Task instructions =>
1. Answer these from the tropical cyclone forecasting text below, one line each:
(a) Which laboratory developed the ATCF software?
(b) In what year did the National Hurricane Center adapt the system?
(c) How much did the system cut the time required to make a forecast?
2. According to the tropical cyclone forecasting text below, what did the United States Department of Defense use to forecast tropical cyclones in the mid-1980s? List every item.
3. Decide whether each statement agrees with the tropical cyclone forecasting text below. Answer yes or no, and quote the words that settle it.
(a) ATCF has been in use since 1988.
(b) ATCF was first developed for Linux.
(c) The NHC adapted the system for use at the Central Pacific Hurricane Center.

Document excerpt =>
========================================================================

Historically, tropical cyclone tracking charts were used to include the past track and prepare future forecasts at Regional Specialized Meteorological Centers and Tropical Cyclone Warning Centers. The need for a more modernized method for forecasting tropical cyclones had become apparent to operational weather forecasters by the mid-1980s. At that time the United States Department of Defense was using paper maps, acetate, grease pencils, and disparate computer programs to forecast tropical cyclones. The Automated Tropical Cyclone Forecasting System (ATCF) software was developed by the Naval Research Laboratory for the Joint Typhoon Warning Center (JTWC) beginning in 1986, and used since 1988. During 1990 the system was adapted by the National Hurricane Center (NHC) for use at the NHC, National Centers for Environmental Prediction and the Central Pacific Hurricane Center. This provided the NHC with a multitasking software environment which allowed them to improve efficiency and cut the time required to make a forecast by 25% or 1 hour. ATCF was originally developed for MS-DOS, before being adapted to Unix and Linux.

========================================================================

Information given =>
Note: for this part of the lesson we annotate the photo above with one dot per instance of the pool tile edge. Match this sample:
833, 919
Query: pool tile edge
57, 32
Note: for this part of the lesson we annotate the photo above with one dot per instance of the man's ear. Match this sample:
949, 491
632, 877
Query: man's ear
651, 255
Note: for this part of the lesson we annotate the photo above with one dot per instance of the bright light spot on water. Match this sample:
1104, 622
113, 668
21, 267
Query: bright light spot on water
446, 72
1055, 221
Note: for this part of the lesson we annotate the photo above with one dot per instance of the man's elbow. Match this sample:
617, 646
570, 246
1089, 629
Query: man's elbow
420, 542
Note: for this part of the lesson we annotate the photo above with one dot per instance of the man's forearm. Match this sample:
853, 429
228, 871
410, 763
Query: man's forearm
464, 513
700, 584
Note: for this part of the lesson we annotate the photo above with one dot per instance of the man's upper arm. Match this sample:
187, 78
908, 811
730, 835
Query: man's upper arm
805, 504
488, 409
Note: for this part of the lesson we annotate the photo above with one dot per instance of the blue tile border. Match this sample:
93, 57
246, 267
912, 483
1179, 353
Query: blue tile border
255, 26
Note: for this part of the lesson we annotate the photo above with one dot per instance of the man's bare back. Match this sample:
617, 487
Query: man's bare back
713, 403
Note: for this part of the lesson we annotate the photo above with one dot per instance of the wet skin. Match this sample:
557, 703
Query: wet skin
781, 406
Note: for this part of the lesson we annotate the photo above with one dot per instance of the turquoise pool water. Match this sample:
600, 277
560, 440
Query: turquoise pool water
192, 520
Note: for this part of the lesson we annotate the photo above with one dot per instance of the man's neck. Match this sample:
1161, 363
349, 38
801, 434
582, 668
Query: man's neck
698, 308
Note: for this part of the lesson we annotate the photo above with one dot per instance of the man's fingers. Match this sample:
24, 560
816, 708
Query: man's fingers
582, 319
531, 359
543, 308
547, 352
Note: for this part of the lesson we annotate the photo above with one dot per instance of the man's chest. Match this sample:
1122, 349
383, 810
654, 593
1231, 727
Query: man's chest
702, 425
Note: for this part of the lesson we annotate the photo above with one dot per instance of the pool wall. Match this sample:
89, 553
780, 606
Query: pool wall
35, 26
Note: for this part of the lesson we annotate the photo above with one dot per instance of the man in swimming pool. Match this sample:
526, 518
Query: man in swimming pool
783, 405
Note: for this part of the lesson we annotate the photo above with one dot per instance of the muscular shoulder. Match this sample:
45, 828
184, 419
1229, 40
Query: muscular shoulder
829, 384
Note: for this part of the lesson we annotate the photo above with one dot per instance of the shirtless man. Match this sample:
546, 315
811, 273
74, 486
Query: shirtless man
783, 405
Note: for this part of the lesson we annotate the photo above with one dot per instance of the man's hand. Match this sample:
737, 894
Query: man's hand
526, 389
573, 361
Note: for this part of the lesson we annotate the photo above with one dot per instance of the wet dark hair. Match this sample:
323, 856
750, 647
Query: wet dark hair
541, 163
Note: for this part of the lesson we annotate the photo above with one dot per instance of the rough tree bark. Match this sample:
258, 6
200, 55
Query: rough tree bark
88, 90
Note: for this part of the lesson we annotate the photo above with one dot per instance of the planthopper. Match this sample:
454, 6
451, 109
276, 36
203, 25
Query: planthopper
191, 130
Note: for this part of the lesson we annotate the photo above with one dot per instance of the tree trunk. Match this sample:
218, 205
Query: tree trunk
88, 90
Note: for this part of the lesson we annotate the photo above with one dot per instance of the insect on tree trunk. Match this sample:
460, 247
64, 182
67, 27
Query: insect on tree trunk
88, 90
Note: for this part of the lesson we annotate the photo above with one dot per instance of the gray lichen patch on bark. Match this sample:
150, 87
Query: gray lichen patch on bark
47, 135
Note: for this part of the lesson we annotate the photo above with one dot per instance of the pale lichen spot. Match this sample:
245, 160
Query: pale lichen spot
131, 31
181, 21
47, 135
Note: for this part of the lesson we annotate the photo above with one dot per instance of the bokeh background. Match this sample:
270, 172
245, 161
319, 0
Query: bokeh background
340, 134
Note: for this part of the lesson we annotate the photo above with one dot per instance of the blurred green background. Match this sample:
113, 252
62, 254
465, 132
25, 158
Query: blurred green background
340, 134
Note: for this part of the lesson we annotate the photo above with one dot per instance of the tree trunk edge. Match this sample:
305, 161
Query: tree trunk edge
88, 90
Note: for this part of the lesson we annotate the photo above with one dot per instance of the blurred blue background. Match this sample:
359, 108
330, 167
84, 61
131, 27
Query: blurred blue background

========================================================================

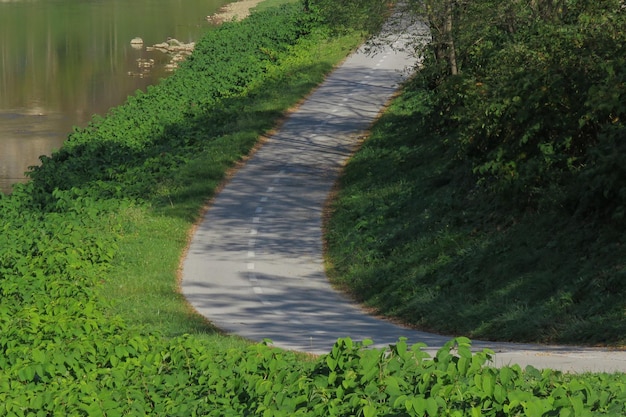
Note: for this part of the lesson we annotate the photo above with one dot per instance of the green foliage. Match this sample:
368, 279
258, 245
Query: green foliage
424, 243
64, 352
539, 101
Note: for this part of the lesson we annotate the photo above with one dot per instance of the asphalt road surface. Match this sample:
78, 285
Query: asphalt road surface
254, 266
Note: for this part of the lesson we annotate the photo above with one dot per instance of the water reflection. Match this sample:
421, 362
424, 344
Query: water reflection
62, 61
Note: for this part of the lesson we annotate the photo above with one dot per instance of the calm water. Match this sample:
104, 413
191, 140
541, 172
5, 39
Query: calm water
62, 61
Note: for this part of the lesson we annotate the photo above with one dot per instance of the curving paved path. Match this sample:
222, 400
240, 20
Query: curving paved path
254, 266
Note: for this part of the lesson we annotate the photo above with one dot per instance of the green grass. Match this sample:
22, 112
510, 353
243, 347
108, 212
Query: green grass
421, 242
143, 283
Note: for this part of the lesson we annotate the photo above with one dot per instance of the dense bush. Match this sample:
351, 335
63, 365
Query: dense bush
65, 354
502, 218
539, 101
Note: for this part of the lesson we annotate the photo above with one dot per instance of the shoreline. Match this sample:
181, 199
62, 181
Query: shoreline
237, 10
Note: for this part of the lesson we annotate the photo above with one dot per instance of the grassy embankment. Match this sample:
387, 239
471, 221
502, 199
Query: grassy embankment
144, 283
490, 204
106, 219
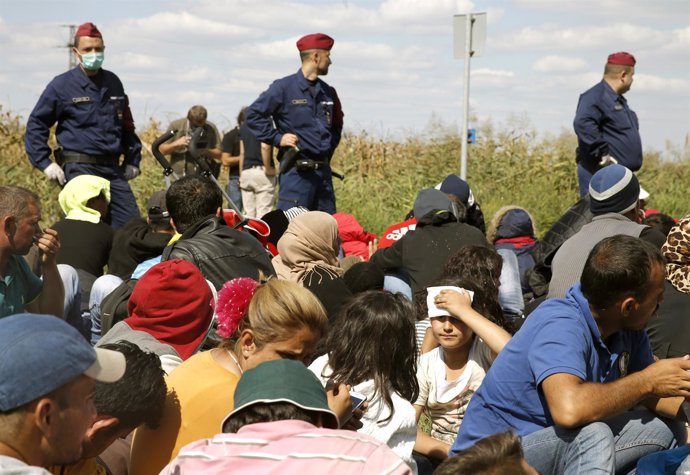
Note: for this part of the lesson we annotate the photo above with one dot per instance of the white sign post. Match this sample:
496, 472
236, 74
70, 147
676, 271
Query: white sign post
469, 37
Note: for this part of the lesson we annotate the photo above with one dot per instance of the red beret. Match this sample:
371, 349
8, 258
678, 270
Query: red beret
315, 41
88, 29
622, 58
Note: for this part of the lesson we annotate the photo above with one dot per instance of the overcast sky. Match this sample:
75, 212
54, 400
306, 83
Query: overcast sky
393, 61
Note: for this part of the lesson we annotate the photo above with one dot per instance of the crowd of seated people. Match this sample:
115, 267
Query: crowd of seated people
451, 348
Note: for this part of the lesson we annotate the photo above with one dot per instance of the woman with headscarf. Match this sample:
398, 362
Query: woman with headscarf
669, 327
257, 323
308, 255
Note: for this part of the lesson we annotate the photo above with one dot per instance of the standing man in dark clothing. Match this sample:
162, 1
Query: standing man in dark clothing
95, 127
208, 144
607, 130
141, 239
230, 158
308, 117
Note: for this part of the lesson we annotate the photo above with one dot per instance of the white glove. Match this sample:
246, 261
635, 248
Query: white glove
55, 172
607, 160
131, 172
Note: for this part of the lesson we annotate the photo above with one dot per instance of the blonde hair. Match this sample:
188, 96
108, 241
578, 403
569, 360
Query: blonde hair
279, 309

========================================================================

Answers for each item =>
1.
(a) The Naval Research Laboratory
(b) 1990
(c) By 25%, or 1 hour

2.
- paper maps
- acetate
- grease pencils
- disparate computer programs

3.
(a) Yes: "and used since 1988"
(b) No: "ATCF was originally developed for MS-DOS, before being adapted to Unix and Linux."
(c) Yes: "for use at the NHC, National Centers for Environmental Prediction and the Central Pacific Hurricane Center"